>>>

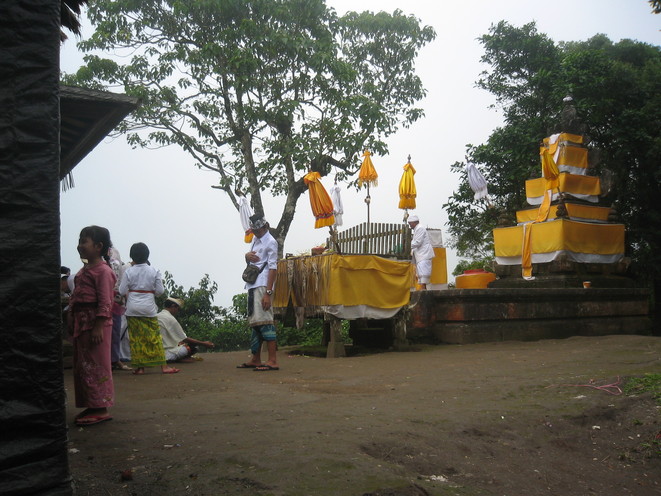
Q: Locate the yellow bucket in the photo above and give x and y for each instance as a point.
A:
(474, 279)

<<<
>>>

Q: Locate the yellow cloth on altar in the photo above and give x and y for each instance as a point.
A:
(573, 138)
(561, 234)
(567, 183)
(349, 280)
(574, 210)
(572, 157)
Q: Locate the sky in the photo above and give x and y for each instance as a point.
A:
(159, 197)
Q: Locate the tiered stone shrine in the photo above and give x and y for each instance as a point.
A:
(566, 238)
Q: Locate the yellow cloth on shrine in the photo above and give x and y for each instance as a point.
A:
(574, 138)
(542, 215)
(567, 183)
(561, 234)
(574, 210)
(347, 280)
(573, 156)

<<<
>>>

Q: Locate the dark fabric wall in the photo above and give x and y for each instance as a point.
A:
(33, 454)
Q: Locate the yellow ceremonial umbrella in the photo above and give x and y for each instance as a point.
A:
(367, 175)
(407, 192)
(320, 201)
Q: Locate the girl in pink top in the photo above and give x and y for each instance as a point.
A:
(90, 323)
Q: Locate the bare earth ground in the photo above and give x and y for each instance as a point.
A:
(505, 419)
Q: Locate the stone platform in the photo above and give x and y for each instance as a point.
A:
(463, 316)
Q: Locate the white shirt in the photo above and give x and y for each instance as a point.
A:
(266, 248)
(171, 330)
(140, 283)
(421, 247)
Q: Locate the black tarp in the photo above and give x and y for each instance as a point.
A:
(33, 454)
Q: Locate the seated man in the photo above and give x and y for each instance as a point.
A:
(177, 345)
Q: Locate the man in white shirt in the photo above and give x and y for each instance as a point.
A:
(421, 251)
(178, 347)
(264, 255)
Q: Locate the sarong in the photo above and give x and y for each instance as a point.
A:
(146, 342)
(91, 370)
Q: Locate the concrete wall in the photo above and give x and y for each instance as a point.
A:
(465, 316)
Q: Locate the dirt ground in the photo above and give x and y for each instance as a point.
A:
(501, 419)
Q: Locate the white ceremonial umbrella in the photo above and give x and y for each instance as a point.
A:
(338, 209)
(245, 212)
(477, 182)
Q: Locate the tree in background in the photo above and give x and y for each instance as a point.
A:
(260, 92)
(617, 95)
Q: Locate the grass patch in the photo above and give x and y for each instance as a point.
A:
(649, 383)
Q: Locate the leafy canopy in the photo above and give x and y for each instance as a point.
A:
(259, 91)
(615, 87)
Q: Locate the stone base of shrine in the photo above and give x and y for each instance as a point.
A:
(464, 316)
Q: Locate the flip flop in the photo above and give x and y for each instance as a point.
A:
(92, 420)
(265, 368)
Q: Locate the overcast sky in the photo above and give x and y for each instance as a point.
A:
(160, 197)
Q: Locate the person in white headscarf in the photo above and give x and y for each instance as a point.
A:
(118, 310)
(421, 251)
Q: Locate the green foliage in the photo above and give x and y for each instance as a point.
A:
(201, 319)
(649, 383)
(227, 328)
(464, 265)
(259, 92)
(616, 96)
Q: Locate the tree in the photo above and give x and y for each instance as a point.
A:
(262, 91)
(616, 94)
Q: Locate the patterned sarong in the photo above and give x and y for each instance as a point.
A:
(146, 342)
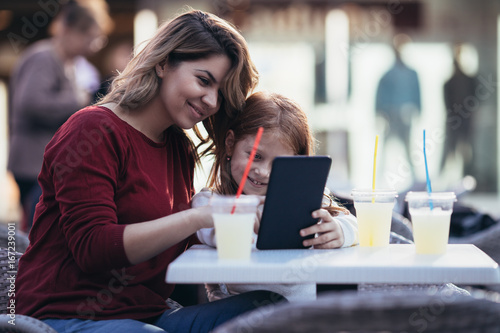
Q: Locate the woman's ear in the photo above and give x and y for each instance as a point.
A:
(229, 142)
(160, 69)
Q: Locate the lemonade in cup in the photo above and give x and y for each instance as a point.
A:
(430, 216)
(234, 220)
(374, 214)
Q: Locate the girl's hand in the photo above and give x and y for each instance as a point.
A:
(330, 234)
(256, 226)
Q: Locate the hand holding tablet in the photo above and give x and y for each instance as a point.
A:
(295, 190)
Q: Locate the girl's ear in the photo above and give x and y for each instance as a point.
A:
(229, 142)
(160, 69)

<<<

[Exercise details] In the listing above, find the line containing "Q: Locate the white ceremonial" and the line containing "Q: Locate the flip", then retype both and every line between them exactly, with nothing else.

[Exercise answer]
Q: Locate the white ceremonial umbrella in the photo above and give x and y for each instance as a point.
A:
(338, 209)
(245, 212)
(477, 182)
Q: Locate the tree in background in the photo above and give x and y for each instance as a point.
A:
(260, 92)
(617, 95)
Q: Locate the grass patch in the photo above and give x and y for each instance as a point.
A:
(649, 383)
Q: Locate the leafy canopy in the photo above and give x and y for each instance as a point.
A:
(259, 91)
(615, 87)
Q: Locate the stone base of shrine in the photo above and give x and y for each instance as a point.
A:
(464, 316)
Q: Locate the flip flop in the photo above and give x and y for each instance as a point.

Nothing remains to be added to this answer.